Provided records —
——————————

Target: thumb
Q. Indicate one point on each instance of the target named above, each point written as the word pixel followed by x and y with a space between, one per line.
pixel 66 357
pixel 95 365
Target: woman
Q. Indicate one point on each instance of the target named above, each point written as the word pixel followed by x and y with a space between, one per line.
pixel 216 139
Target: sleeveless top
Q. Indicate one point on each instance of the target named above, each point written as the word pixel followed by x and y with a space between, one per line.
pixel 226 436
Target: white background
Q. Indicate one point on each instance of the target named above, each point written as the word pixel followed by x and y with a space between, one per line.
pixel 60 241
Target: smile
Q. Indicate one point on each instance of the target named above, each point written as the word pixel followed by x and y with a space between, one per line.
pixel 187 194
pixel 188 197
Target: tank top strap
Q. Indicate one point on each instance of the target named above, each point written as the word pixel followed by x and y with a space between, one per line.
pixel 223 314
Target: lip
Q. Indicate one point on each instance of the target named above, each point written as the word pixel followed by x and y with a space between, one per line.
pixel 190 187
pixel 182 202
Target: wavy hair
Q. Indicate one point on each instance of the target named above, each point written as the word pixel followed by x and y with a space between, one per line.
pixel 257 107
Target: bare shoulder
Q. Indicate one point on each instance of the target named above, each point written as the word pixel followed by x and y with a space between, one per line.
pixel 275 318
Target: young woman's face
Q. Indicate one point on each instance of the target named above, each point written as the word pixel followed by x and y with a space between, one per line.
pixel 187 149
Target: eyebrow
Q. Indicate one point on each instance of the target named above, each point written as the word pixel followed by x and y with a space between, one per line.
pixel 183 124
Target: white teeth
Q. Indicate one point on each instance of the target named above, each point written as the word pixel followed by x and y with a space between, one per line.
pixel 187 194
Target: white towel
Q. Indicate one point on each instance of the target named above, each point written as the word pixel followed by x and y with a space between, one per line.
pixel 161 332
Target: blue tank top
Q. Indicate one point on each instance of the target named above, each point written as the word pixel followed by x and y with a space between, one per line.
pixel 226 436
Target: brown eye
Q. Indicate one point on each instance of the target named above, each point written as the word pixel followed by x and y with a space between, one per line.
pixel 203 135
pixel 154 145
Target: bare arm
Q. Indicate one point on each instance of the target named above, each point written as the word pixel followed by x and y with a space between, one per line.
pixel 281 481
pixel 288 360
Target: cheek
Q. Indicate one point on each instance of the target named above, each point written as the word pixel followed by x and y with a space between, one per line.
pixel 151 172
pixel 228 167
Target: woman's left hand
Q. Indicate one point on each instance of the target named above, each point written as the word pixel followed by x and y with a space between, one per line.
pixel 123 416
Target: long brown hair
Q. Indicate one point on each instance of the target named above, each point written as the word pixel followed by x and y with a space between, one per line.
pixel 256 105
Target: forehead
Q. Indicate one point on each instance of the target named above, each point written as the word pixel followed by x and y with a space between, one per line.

——————————

The response must consist solely of the lines from the top of the records through the line holding "Target: tank top strap", copied word for word.

Target: thumb
Q. Indicate one point on each instance of the target named above, each point written as the word pixel followed by x and y with a space between, one per line.
pixel 66 357
pixel 95 365
Target: woman
Q. Indicate one point on each instance of the target named above, each point written as the word pixel followed by x and y with a space between, one per line.
pixel 216 139
Target: sleeveless top
Q. Indicate one point on each instance of the target named above, each point written as the word pixel followed by x and y with a space between, one per line.
pixel 226 436
Target: white background
Q. Indicate one point on each instance of the target named above, each point written as the word pixel followed by x and y with a space between, one per line.
pixel 60 241
Target: smile
Q. Indicate one point on each instance of the target named above, each point written as the word pixel followed by x and y with a space between, one per line.
pixel 187 194
pixel 188 197
Target: tank top strap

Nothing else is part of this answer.